(The task)
Go over the data below and say how many lines hold the word "white". Only the number is needed.

(Source material)
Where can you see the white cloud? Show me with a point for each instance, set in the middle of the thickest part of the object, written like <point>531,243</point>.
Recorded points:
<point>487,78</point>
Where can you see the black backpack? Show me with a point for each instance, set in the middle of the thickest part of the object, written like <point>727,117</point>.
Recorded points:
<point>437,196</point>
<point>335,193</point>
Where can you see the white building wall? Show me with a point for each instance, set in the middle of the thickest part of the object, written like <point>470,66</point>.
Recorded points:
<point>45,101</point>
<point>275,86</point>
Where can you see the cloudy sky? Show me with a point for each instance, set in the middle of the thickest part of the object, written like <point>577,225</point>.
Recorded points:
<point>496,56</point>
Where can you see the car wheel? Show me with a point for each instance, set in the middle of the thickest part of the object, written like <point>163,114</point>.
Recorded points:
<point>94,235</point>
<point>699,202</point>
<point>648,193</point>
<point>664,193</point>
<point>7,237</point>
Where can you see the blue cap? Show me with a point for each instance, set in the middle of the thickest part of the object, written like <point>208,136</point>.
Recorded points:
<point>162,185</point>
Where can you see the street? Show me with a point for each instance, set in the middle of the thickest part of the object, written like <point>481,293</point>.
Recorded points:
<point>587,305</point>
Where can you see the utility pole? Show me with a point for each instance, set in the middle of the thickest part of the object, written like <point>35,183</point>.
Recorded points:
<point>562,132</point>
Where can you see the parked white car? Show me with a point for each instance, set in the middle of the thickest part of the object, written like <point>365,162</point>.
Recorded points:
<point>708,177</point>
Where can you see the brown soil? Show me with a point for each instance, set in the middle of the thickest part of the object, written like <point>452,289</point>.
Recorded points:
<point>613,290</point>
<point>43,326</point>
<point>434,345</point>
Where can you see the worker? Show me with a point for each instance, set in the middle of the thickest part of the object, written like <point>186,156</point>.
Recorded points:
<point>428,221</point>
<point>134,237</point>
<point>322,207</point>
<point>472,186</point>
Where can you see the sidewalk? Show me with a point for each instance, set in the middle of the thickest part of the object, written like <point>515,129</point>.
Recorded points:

(Written response)
3